Supplied records ▸
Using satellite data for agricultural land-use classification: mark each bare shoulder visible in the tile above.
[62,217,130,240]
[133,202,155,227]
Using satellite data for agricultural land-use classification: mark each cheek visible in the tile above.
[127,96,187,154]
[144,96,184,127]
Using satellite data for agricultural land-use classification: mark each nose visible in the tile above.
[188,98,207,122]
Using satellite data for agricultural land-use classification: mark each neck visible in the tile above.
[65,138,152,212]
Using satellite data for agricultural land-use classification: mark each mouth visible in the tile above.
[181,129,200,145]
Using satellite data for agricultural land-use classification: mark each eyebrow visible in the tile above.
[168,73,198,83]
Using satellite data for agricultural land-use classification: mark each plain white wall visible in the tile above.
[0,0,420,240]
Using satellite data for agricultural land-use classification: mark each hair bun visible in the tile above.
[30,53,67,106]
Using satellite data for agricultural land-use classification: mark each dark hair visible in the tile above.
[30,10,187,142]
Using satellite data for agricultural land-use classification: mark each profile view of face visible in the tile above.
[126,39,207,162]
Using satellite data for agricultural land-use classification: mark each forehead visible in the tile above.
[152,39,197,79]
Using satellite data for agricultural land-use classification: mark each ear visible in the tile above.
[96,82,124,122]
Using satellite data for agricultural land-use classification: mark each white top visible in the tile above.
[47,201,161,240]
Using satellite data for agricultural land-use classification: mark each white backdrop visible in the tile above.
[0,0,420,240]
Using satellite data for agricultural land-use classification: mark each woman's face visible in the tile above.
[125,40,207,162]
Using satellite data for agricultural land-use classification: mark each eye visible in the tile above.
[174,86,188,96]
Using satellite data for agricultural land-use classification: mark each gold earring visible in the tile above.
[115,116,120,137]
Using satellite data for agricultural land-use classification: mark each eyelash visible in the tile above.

Problem details ▸ Show every line in the records above in which the word "face" appears.

Correct response ▸
Using satellite data for agricultural land-use classification: mark each profile view of face visible in the tile above.
Using satellite data for agricultural land-use classification: mark each woman's face visible in the tile above.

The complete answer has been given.